• Records provided
==*==

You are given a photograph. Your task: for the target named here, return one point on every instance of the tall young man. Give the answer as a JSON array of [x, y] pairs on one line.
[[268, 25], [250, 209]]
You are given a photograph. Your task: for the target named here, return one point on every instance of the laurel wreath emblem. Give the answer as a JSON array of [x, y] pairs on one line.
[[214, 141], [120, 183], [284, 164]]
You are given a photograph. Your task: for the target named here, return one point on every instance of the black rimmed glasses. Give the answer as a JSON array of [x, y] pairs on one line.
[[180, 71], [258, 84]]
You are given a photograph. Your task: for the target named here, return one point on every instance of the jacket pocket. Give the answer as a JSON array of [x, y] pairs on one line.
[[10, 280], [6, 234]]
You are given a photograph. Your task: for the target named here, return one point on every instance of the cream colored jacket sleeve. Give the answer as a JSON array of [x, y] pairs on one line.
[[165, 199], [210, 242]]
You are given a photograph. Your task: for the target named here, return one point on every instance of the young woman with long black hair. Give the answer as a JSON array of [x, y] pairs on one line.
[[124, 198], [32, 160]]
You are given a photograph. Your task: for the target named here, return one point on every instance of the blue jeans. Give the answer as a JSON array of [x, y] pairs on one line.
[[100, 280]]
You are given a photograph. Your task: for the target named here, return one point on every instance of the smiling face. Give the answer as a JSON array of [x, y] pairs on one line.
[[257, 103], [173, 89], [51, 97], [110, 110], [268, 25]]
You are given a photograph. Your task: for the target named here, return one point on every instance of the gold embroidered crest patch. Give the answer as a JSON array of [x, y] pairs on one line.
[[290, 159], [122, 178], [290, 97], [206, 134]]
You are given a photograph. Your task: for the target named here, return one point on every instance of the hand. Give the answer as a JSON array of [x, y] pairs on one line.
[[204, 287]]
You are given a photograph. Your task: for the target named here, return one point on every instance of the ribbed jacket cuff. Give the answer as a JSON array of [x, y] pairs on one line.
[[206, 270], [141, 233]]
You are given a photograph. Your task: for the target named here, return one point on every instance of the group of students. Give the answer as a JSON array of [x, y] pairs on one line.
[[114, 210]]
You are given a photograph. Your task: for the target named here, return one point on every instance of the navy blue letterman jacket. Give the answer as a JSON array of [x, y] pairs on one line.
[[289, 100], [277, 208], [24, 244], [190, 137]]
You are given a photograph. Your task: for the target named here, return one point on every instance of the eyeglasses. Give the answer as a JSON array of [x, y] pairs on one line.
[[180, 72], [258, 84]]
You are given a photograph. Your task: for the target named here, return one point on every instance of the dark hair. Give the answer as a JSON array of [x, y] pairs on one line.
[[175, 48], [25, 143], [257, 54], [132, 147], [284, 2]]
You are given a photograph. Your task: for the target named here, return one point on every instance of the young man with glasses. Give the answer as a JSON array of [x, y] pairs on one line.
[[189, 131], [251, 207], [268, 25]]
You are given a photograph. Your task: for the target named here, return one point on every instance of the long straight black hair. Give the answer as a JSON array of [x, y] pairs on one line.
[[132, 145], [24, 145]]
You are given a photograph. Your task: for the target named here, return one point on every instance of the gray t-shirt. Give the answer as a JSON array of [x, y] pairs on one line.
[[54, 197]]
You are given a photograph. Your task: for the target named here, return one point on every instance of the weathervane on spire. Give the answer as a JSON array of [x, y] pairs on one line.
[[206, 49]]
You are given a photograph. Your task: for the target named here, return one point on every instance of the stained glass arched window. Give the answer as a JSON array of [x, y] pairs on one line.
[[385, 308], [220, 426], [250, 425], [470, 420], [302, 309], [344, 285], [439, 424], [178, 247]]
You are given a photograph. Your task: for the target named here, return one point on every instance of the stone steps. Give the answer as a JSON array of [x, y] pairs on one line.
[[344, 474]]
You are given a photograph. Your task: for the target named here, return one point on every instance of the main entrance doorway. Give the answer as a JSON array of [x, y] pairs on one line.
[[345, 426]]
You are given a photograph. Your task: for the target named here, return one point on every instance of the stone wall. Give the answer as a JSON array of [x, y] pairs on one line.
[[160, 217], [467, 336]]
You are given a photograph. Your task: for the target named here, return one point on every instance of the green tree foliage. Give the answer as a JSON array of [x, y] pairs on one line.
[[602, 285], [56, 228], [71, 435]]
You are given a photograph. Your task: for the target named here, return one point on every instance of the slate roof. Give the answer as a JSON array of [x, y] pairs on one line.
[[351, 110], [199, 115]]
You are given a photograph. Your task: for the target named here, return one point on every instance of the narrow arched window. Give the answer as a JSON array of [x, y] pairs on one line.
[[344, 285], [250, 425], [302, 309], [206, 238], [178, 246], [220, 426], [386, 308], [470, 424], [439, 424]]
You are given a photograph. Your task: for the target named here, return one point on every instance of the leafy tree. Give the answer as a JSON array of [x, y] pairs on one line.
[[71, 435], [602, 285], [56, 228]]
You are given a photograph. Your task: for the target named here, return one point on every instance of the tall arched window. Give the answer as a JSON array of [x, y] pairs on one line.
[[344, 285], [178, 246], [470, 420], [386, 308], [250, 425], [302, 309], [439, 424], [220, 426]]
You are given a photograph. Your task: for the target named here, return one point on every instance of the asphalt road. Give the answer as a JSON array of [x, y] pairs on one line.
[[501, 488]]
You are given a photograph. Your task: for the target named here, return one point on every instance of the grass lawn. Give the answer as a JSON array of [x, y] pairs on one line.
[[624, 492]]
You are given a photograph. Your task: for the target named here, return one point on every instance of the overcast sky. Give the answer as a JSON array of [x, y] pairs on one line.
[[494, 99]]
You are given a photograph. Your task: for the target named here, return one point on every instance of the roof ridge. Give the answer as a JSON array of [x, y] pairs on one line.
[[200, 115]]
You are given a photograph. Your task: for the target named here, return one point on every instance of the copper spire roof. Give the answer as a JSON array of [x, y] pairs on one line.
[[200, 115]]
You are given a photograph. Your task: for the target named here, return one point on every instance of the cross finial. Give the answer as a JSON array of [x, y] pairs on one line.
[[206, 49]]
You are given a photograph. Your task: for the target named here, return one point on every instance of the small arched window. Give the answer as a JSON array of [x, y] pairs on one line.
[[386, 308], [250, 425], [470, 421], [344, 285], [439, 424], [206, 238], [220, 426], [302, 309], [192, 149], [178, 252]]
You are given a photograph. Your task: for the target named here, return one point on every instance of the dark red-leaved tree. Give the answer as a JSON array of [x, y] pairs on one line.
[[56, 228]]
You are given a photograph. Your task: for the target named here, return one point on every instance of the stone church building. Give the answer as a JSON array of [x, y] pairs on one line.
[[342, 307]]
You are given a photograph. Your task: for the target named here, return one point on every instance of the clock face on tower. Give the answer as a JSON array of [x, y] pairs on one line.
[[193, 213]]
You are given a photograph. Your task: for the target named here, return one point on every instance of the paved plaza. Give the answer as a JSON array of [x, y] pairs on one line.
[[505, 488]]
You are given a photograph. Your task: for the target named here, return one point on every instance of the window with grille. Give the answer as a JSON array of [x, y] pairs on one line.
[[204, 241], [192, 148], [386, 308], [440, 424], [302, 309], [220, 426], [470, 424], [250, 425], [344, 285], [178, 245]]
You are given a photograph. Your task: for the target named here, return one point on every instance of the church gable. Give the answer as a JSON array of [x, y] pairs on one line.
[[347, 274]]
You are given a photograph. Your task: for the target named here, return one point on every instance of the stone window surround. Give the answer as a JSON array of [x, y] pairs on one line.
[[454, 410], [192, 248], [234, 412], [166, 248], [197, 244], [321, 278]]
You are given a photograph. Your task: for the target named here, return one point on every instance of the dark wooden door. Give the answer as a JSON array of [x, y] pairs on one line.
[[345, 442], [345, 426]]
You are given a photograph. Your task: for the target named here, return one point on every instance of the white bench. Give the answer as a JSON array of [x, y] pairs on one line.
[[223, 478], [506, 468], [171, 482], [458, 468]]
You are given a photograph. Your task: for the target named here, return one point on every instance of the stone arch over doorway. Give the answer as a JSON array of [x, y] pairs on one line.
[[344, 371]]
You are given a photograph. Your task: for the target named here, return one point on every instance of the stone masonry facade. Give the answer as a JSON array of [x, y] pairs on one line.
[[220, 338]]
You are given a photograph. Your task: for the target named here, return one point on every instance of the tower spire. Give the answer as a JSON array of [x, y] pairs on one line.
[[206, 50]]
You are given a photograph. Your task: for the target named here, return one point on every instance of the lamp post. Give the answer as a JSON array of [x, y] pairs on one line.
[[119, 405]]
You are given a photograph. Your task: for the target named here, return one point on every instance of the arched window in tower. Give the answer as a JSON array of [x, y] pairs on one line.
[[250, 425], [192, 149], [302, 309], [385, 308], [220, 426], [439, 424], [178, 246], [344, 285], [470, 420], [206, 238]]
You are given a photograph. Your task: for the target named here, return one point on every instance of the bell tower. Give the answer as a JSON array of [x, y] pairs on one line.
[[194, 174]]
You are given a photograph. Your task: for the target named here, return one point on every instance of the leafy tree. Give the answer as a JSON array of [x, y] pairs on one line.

==*==

• Directions for this task
Copy exactly the lines of the listing above, beginning at the line with "of the white" and ending at its final line; write out nothing else.

• Solution for this problem
You are given a photograph. Your task: for the target named here, return one point on every instance of the white bench. Give the answer as a JSON array of [x, y] pairs on one line.
[[223, 478], [506, 468], [171, 482], [458, 468]]
You are given a photograph. Your task: for the target named here, return one point on every instance of the stone arch over doorway. Give the answer as a JSON array of [x, y] pairs on one line.
[[344, 371]]
You are given a photograph. Your task: for the target named here, return one point on every instance of the stone masonry facade. Give the answer as a JSON array of [x, y] pairs on one line.
[[220, 338]]
You are given a photograph. Your task: for the target named here, return one point on every instance of the tower spire. Give the answer as a JSON array of [x, y] pairs on one line.
[[206, 50]]
You are given a photograph. Your task: for the target named here, return one point on every instance of the lamp post. Give the answer as a JSON array of [x, y] pairs on one line.
[[119, 405]]
You are given a photograph. Your task: for the target named here, return one point on every instance of the arched window in tower. Give the answer as a JSON array of [x, y] pairs on one line.
[[250, 425], [192, 149], [302, 309], [385, 308], [220, 426], [439, 424], [178, 246], [344, 285], [470, 420], [206, 238]]
You are given a photograph. Your task: for the target named here, return one point on every instance of the bell tower. Give the answer as a JSON array of [x, y] pairs on one line.
[[194, 174]]
You are given a photograph. Your task: for the target named here, return one point on every instance of the leafy tree. Give the answer as a JSON array of [x, y] pairs on one line.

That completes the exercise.